Segment Start: Text for analysis

Second, through our immigration control officer network do we need to do more in interdiction and working with the airlines to interdict those people who get on planes with fraudulent documents, or with legitimate documents, but arrive in Canada without any documents?

Then, when people arrive, we get into the front-end security screening and these other tools I discussed.

The safe third country agreement is another tool, dealing with people who arrive, who resided or sojourned in the United States, who could have claimed refugee status in the United States, but did not, entering into discussions with the Americans to examine the possibility of having agreement with them, so that we can return people who had the opportunity to claim protection in the United States and did not.

So you're quite right, there are a series of measures, some legislative, some administrative, that we are looking at as a holistic approach to the issue.

Mr. Paul Forseth: You're looking at them, but are you saying the safe third country bilateral agreement with the United States is really on and the government is really pushing that? And are you also really pushing so that the list of countries that require visas is going to become parallel to that of the United States? Are we as a country going to join together, stand shoulder to shoulder, as we say, about this visa requirement for countries? Are those two major management priorities you're saying you're proceeding with?

Ms. Joan Atkinson: They're obviously priorities for us. With the visa list, we always talk about convergence, which does not mean that we're going to necessarily have exactly the same list as the Americans. We have agreed with the Americans that we should sit down and review the respective countries where we don't require visas. The objective here is not necessarily to have exactly the same list as the Americans. There will undoubtedly be differences, where we will not want to impose a visa where the Americans have a visa, and vice versa. To the extent that we can bring those two lists closer and understand where the problems are for each other and take mitigating measures to deal with them, that's where we want to go.

The Chair: Thank you.

Mr. Comuzzi.

Mr. Joe Comuzzi: Thank you, Mr. Chairman.

I don't want to talk about immigrants, I don't want to talk about visas, I don't want to talk about refugees, I want to talk about Canadians.

It's obvious that our system was a little weak prior to the operative date, but there was no reason to try to fortify it. There are huge amounts of proof to that effect. We've been issuing passports to Canadian citizens in the same form for I don't know how long—a long time. Basically, we may change the colour or something, but.... I'm not trying to oversimplify. I'm alluding to what Mr. Szabo was getting to, that we seem, in your division, to keep doing the very same thing we're trying to correct at the bridges, getting our goods across into the United States or the American goods into Canada. We are spending all our time on screening everybody, and we're not isolating the resources we have to screen those cases that may cause a problem. So, that's the first element on which I base my question.

Segment End: Text for analysis
Segment Start: Extracted data

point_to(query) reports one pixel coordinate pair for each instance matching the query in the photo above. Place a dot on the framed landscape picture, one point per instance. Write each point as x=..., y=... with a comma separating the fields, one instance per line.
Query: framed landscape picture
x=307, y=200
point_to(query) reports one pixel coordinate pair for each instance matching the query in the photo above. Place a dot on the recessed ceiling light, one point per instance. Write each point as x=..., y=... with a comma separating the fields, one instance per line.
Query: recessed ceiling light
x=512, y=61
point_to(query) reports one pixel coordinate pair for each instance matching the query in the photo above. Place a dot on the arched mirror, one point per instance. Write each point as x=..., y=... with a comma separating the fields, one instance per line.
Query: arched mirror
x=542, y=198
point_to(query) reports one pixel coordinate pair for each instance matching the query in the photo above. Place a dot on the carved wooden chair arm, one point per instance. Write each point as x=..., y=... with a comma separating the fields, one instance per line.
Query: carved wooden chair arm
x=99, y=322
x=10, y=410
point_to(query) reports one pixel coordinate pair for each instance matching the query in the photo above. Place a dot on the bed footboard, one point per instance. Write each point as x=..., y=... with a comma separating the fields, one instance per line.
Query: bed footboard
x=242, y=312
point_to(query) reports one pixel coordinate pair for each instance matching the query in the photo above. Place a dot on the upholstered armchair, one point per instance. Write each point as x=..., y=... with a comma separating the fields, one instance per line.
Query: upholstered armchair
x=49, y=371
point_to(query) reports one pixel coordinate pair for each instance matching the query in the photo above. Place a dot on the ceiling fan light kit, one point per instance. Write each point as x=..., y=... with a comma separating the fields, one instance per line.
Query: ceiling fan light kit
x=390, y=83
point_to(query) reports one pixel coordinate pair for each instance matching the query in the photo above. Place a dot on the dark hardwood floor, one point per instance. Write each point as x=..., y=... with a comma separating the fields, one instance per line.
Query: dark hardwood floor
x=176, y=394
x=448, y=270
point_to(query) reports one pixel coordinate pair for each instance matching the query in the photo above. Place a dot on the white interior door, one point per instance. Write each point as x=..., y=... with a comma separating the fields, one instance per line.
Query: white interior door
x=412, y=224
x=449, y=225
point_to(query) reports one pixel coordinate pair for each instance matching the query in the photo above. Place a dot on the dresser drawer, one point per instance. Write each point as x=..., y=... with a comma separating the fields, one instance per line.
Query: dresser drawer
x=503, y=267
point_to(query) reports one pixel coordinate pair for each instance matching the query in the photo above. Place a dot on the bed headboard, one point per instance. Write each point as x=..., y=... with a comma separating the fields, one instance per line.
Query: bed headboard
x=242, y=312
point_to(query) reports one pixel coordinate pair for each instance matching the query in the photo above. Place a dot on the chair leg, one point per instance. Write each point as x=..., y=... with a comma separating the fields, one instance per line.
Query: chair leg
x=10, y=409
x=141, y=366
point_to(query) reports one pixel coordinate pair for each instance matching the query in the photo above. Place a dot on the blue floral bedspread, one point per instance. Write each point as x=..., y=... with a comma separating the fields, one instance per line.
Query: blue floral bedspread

Segment End: Extracted data

## What is being asked:
Continue the committee hearing transcript on visas, refugees and passports from the point where it stops.

## Exercise response:
You're in charge of programs and policy. Have you ever talked to the people in visa or master card about how they run their system? I can go anywhere in the world and get money. You put in a card, zip, zip, zip, and you've got money. That's got to be a hell of a security system. They've got some security things in that system that are unbelievably sound. I don't want to be simplistic, and I hope Ms. McCallion doesn't think this is too insignificant, but have we ever talked to these people, the people who devised the system for these companies?

• 1700

Ms. Joan Atkinson: We're always looking for ways in which we can improve our processes, because—

Mr. Joe Comuzzi: No. Have we ever talked to the people who developed the systems for those credit cards that are absolutely secure? They have all the facilities? If you're missing a card, you call a number and they put you on a screen. If you pass across and do business at a certain location six times a day, you've got a history. If you want to go back two years and find out where you were, you've got a history. Every time you cross a border, do something, you have a history. They have a tremendous information gathering network. I don't see where that compromises personal liberties.

I'm asking you as a policy adviser for the Government of Canada, have you ever talked to the people who developed that system to see if there is applicability for Canadian citizens, in order to ease the flow of traffic into, primarily, the United States? To get to Mr. Szabo's point, you come into an airport, you're a Canadian citizen, you don't have any history, you're not smuggling, and you go through a place, put your card in, and away you go. That seems to me so simple, yet so workable. Have we ever developed it?

Ms. Joan Atkinson: Have we talked to people who produce smart cards and have pre-enrolments? Yes. Do we have that system? Yes, we have it for the CANPASS.

Mr. Joe Comuzzi: Yes, I know that.

Ms. Joan Atkinson: We also have it for a pilot project we've done with the Americans called NEXUS at Sarnia-Port Huron, where there is pre-enrolment. You apply for it, you get a card you can show or swipe through, and you gain entry.

Mr. Joe Comuzzi: Why don't we implement it?

Ms. Joan Atkinson: Well, that's a very good question. On September 11 we suspended—

Mr. Joe Comuzzi: I know, we suspended that.

Ms. Joan Atkinson: —all of those facilitation programs, because of the heightened level of security.

Mr. Joe Comuzzi: But isn't it time to get some of those back up and running?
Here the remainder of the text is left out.